§ Goal: Rewrite the part of the lines that opens with the line containing "segment --target silver" and closes with the line containing "150], [70, 150]]", replacing "ridged trunk texture" with "ribbed trunk texture" and changing nothing else. Give only that part, and leave the pictures out.

§ Data records:

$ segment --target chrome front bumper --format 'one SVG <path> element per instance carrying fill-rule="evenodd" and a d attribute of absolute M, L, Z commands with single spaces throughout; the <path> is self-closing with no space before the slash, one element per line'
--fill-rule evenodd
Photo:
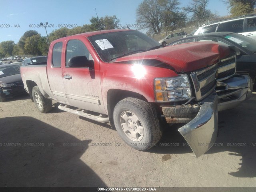
<path fill-rule="evenodd" d="M 200 109 L 192 121 L 178 129 L 196 157 L 214 144 L 218 130 L 218 97 L 212 94 L 200 101 Z"/>
<path fill-rule="evenodd" d="M 217 83 L 218 111 L 236 107 L 252 95 L 252 82 L 248 75 L 236 75 Z"/>

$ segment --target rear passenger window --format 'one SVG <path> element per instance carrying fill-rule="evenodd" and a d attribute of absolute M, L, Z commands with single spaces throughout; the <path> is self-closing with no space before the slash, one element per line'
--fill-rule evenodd
<path fill-rule="evenodd" d="M 54 67 L 60 67 L 61 66 L 61 52 L 62 49 L 62 42 L 56 44 L 53 47 L 52 63 Z"/>
<path fill-rule="evenodd" d="M 256 31 L 256 18 L 247 19 L 247 26 L 248 32 Z"/>
<path fill-rule="evenodd" d="M 229 31 L 234 33 L 242 33 L 244 32 L 244 20 L 225 22 L 220 24 L 217 31 Z"/>

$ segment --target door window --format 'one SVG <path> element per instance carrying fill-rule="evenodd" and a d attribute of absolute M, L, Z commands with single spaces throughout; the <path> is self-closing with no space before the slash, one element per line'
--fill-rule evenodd
<path fill-rule="evenodd" d="M 85 56 L 88 60 L 93 60 L 88 49 L 84 43 L 77 40 L 70 40 L 68 42 L 66 55 L 66 66 L 68 66 L 68 60 L 76 56 Z"/>

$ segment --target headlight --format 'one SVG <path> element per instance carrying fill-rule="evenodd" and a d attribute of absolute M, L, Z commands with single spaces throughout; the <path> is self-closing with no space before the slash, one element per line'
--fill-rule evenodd
<path fill-rule="evenodd" d="M 0 87 L 11 87 L 12 86 L 14 86 L 13 83 L 8 83 L 7 84 L 0 84 Z"/>
<path fill-rule="evenodd" d="M 156 78 L 154 86 L 156 102 L 181 101 L 191 97 L 191 86 L 187 75 L 172 78 Z"/>

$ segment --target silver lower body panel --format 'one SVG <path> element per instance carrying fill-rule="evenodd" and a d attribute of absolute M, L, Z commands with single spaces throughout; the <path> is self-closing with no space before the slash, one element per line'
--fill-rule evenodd
<path fill-rule="evenodd" d="M 192 120 L 178 129 L 196 157 L 214 144 L 218 130 L 218 96 L 215 92 L 200 102 L 200 109 Z"/>

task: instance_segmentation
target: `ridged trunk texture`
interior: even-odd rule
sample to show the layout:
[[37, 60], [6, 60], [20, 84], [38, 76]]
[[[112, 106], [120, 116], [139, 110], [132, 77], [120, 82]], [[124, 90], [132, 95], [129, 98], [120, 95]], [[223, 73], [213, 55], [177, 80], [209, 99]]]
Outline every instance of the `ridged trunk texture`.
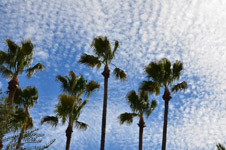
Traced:
[[[26, 112], [27, 117], [29, 117], [30, 114], [29, 114], [28, 107], [25, 109], [25, 112]], [[21, 141], [22, 141], [23, 136], [24, 136], [24, 131], [27, 129], [27, 121], [28, 121], [28, 119], [26, 119], [26, 122], [23, 124], [23, 127], [20, 130], [20, 136], [19, 136], [19, 139], [17, 141], [16, 150], [20, 150]]]
[[3, 137], [0, 137], [0, 150], [3, 148]]
[[139, 126], [139, 150], [142, 150], [143, 149], [143, 131], [145, 127], [145, 122], [143, 117], [140, 118], [138, 126]]
[[163, 136], [162, 136], [162, 150], [166, 150], [166, 136], [167, 136], [167, 121], [168, 121], [168, 110], [169, 101], [172, 98], [169, 89], [166, 87], [164, 95], [162, 96], [165, 101], [165, 111], [164, 111], [164, 122], [163, 122]]
[[14, 96], [16, 93], [16, 90], [19, 86], [18, 78], [17, 76], [14, 76], [9, 82], [8, 82], [8, 105], [11, 106], [14, 101]]
[[100, 150], [104, 150], [105, 145], [105, 132], [106, 132], [106, 118], [107, 118], [107, 96], [108, 96], [108, 78], [110, 76], [110, 70], [108, 65], [105, 65], [104, 71], [104, 102], [103, 102], [103, 113], [102, 113], [102, 128], [101, 128], [101, 144]]
[[72, 132], [73, 132], [72, 125], [68, 124], [67, 130], [66, 130], [66, 137], [67, 137], [66, 150], [70, 150]]

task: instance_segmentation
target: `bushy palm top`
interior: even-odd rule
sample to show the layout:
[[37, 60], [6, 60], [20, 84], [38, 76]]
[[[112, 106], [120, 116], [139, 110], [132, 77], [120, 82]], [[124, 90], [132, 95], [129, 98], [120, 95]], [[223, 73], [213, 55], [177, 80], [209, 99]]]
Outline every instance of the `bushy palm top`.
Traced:
[[22, 46], [19, 46], [7, 39], [6, 44], [8, 51], [0, 51], [0, 73], [3, 77], [12, 78], [26, 72], [30, 78], [34, 72], [44, 69], [40, 63], [30, 67], [34, 54], [34, 45], [30, 40], [23, 40]]
[[172, 92], [177, 92], [187, 89], [187, 83], [182, 81], [176, 83], [179, 80], [183, 70], [183, 63], [176, 61], [173, 65], [171, 62], [164, 58], [160, 61], [151, 62], [145, 67], [145, 73], [148, 81], [143, 81], [141, 84], [141, 90], [149, 91], [151, 94], [160, 93], [160, 88], [171, 88]]
[[[96, 67], [99, 69], [101, 65], [112, 64], [111, 62], [115, 58], [115, 53], [119, 47], [119, 42], [115, 41], [114, 48], [112, 49], [107, 37], [98, 36], [93, 39], [91, 47], [93, 49], [94, 55], [84, 53], [82, 54], [79, 62], [86, 64], [91, 68]], [[126, 79], [125, 72], [118, 67], [115, 67], [113, 74], [116, 79], [120, 79], [122, 81]]]
[[93, 80], [88, 82], [82, 75], [76, 76], [73, 71], [69, 72], [69, 76], [58, 75], [56, 79], [60, 81], [63, 92], [66, 92], [75, 98], [81, 97], [82, 94], [90, 96], [95, 90], [100, 88], [100, 85], [97, 82]]

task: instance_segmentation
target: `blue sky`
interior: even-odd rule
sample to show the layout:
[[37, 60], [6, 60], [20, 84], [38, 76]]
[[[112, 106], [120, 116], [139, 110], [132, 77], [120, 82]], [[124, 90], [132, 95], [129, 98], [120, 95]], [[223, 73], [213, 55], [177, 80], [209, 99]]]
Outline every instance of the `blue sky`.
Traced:
[[[119, 125], [120, 113], [130, 111], [125, 100], [128, 91], [137, 90], [145, 79], [144, 66], [168, 58], [184, 62], [182, 80], [189, 89], [173, 95], [170, 101], [167, 148], [170, 150], [215, 149], [226, 141], [226, 1], [224, 0], [1, 0], [0, 49], [5, 39], [16, 43], [30, 38], [36, 53], [33, 64], [46, 69], [31, 79], [19, 77], [20, 87], [35, 85], [39, 104], [31, 110], [36, 127], [45, 139], [57, 138], [50, 149], [64, 149], [66, 126], [40, 126], [40, 118], [53, 115], [61, 94], [55, 76], [69, 70], [101, 84], [89, 98], [80, 120], [87, 131], [74, 130], [71, 149], [96, 150], [100, 145], [103, 77], [77, 63], [83, 52], [92, 54], [94, 37], [103, 35], [120, 42], [113, 61], [127, 73], [126, 82], [109, 80], [107, 150], [138, 148], [138, 120], [131, 126]], [[0, 78], [6, 91], [7, 82]], [[162, 94], [162, 93], [161, 93]], [[144, 150], [160, 149], [164, 103], [146, 120]]]

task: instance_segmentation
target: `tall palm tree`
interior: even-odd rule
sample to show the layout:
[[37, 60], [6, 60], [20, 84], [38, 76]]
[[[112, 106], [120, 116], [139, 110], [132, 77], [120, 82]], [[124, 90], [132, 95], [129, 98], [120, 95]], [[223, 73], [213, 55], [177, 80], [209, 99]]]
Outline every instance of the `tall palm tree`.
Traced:
[[88, 100], [82, 100], [81, 98], [75, 101], [73, 96], [67, 94], [61, 94], [59, 96], [59, 103], [56, 105], [56, 116], [46, 116], [42, 119], [41, 124], [47, 122], [53, 126], [58, 124], [58, 118], [61, 119], [62, 124], [68, 123], [66, 133], [66, 150], [70, 150], [71, 136], [73, 132], [73, 126], [79, 130], [86, 130], [88, 125], [86, 123], [78, 121], [82, 108], [86, 105]]
[[[109, 65], [112, 64], [112, 60], [115, 58], [115, 53], [119, 46], [119, 42], [115, 41], [114, 49], [112, 50], [111, 44], [107, 37], [98, 36], [93, 39], [91, 48], [94, 55], [82, 54], [79, 62], [86, 64], [91, 68], [96, 67], [99, 69], [101, 65], [104, 65], [104, 71], [102, 75], [104, 77], [104, 101], [103, 101], [103, 113], [102, 113], [102, 131], [101, 131], [101, 146], [100, 149], [104, 150], [105, 145], [105, 131], [106, 131], [106, 117], [107, 117], [107, 96], [108, 96], [108, 78], [110, 77]], [[113, 64], [115, 67], [115, 65]], [[125, 81], [126, 74], [123, 70], [115, 67], [113, 74], [116, 79]]]
[[139, 118], [139, 150], [142, 150], [143, 145], [143, 129], [145, 127], [144, 115], [148, 118], [152, 111], [156, 108], [156, 100], [149, 102], [148, 93], [141, 91], [137, 94], [134, 90], [127, 94], [127, 102], [132, 110], [132, 113], [125, 112], [119, 115], [120, 124], [127, 123], [130, 125], [134, 117]]
[[41, 123], [47, 122], [56, 126], [58, 123], [58, 118], [62, 119], [64, 124], [66, 120], [68, 121], [68, 127], [66, 129], [66, 150], [70, 149], [71, 135], [73, 132], [73, 124], [78, 129], [86, 129], [87, 125], [85, 123], [79, 122], [78, 118], [81, 112], [81, 109], [87, 103], [87, 100], [82, 101], [81, 96], [89, 97], [100, 85], [91, 80], [88, 82], [84, 79], [82, 75], [76, 76], [73, 71], [70, 71], [69, 76], [58, 75], [56, 77], [61, 83], [61, 88], [64, 92], [69, 95], [62, 94], [59, 96], [59, 104], [56, 106], [56, 117], [55, 116], [46, 116], [42, 119]]
[[[150, 94], [155, 93], [156, 95], [160, 94], [160, 88], [164, 89], [162, 96], [165, 102], [162, 150], [166, 149], [168, 109], [169, 101], [172, 98], [171, 92], [176, 93], [188, 87], [186, 81], [176, 83], [176, 81], [180, 79], [182, 70], [183, 63], [181, 61], [176, 61], [171, 65], [171, 62], [166, 58], [151, 62], [145, 67], [148, 80], [142, 82], [140, 89], [148, 91]], [[169, 90], [169, 88], [171, 88], [171, 90]]]
[[26, 87], [23, 90], [18, 88], [15, 94], [15, 104], [23, 108], [25, 120], [22, 124], [16, 149], [20, 149], [21, 141], [25, 130], [33, 127], [33, 121], [29, 113], [29, 109], [38, 103], [38, 90], [35, 87]]
[[44, 66], [37, 63], [30, 67], [34, 54], [34, 45], [30, 40], [23, 40], [22, 46], [17, 45], [10, 39], [6, 40], [8, 51], [0, 51], [0, 74], [9, 78], [8, 82], [8, 104], [11, 106], [14, 101], [16, 89], [19, 86], [18, 75], [27, 73], [30, 78], [36, 71], [41, 71]]

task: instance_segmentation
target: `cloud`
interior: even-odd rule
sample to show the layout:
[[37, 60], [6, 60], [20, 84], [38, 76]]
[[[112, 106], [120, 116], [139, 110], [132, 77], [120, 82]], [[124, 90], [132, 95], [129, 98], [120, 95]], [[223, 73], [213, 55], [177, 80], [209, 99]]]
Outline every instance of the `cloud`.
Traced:
[[[3, 13], [0, 40], [9, 37], [19, 43], [24, 37], [32, 39], [37, 48], [35, 60], [49, 66], [49, 72], [40, 74], [39, 83], [52, 81], [56, 72], [67, 74], [69, 67], [86, 74], [89, 79], [100, 81], [102, 88], [98, 98], [81, 116], [90, 124], [90, 129], [73, 133], [72, 146], [80, 149], [98, 149], [100, 141], [103, 68], [91, 71], [77, 63], [81, 53], [92, 53], [90, 44], [94, 37], [108, 36], [112, 43], [119, 40], [120, 47], [113, 63], [125, 70], [128, 76], [125, 83], [113, 78], [109, 81], [108, 149], [135, 149], [138, 144], [135, 121], [130, 127], [119, 126], [116, 117], [129, 110], [124, 96], [129, 90], [136, 90], [145, 78], [144, 66], [163, 57], [172, 62], [183, 61], [181, 81], [188, 82], [189, 90], [174, 95], [170, 101], [167, 148], [214, 149], [216, 143], [223, 143], [226, 139], [226, 134], [221, 132], [226, 130], [225, 7], [224, 1], [215, 0], [30, 0], [23, 3], [3, 0], [0, 4]], [[4, 47], [2, 42], [0, 47]], [[46, 84], [45, 89], [52, 91], [49, 85]], [[56, 96], [43, 94], [51, 98]], [[144, 132], [145, 149], [159, 149], [161, 145], [164, 104], [161, 97], [157, 99], [159, 107], [147, 120], [150, 124]], [[39, 105], [38, 109], [45, 106], [49, 112], [51, 107], [54, 108], [53, 101], [43, 100]], [[45, 109], [42, 113], [46, 112]], [[46, 129], [44, 127], [43, 131]], [[48, 128], [50, 136], [47, 136], [54, 135], [64, 141], [64, 130], [65, 127]], [[56, 141], [53, 147], [56, 146], [63, 148], [64, 143]]]

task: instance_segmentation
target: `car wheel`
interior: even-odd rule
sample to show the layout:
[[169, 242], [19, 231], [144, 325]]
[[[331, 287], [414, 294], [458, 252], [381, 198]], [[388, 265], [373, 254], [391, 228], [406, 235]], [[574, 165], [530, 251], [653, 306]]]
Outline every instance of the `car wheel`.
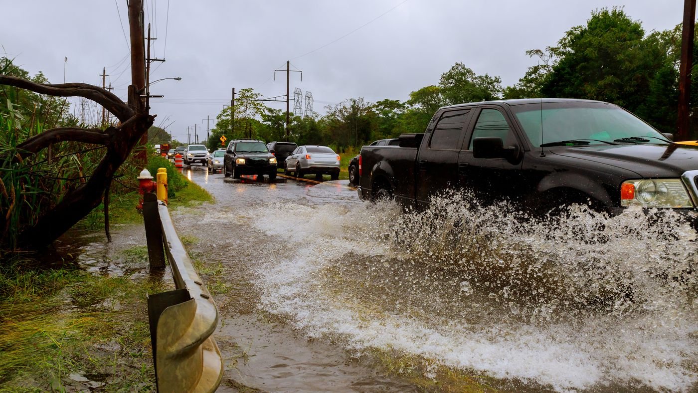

§ Solution to the exercise:
$ segment --target silver lower body panel --format 'one SVG <path> element per instance carrying fill-rule="evenodd" and a d attribute of absolute M, L, Z commands with single spaces throughout; the <path> is self-closing with no space before the slash, one element per line'
--fill-rule evenodd
<path fill-rule="evenodd" d="M 192 120 L 178 129 L 196 157 L 214 144 L 218 130 L 218 96 L 215 92 L 200 102 L 200 109 Z"/>

task: instance_segmentation
target: `ribbed trunk texture`
interior: even-odd rule
sample to show the layout:
[[37, 60], [6, 60], [20, 84], [38, 76]]
[[[112, 106], [120, 116], [139, 110], [132, 77], [120, 82]], [[124, 90], [132, 95], [129, 98], [120, 95]], [[223, 73], [213, 55], [177, 80], [209, 99]]]
Outline every instance of the `ribbed trunk texture`.
Traced:
[[[26, 112], [27, 117], [29, 117], [30, 114], [29, 114], [28, 107], [25, 109], [25, 112]], [[21, 141], [22, 141], [23, 136], [24, 136], [24, 131], [27, 129], [27, 121], [28, 121], [28, 119], [26, 119], [26, 122], [23, 124], [23, 127], [20, 130], [20, 136], [19, 136], [19, 139], [17, 141], [16, 150], [20, 150]]]
[[3, 137], [0, 137], [0, 150], [3, 148]]
[[139, 126], [139, 150], [142, 150], [143, 149], [143, 131], [145, 127], [145, 122], [143, 117], [140, 118], [138, 126]]
[[163, 136], [162, 136], [162, 150], [166, 150], [166, 136], [167, 136], [167, 121], [168, 121], [168, 110], [169, 101], [172, 98], [169, 89], [166, 87], [164, 95], [162, 96], [165, 101], [165, 111], [164, 111], [164, 122], [163, 122]]
[[14, 96], [16, 93], [16, 90], [19, 86], [18, 78], [17, 76], [14, 76], [9, 82], [8, 82], [8, 105], [11, 106], [14, 101]]
[[100, 150], [104, 150], [105, 145], [105, 132], [106, 132], [106, 118], [107, 118], [107, 96], [108, 96], [108, 78], [110, 76], [110, 70], [108, 65], [105, 65], [104, 71], [104, 102], [103, 102], [103, 113], [102, 113], [102, 128], [101, 128], [101, 144]]
[[72, 132], [73, 132], [72, 125], [68, 124], [67, 130], [66, 130], [66, 137], [67, 137], [66, 150], [70, 150]]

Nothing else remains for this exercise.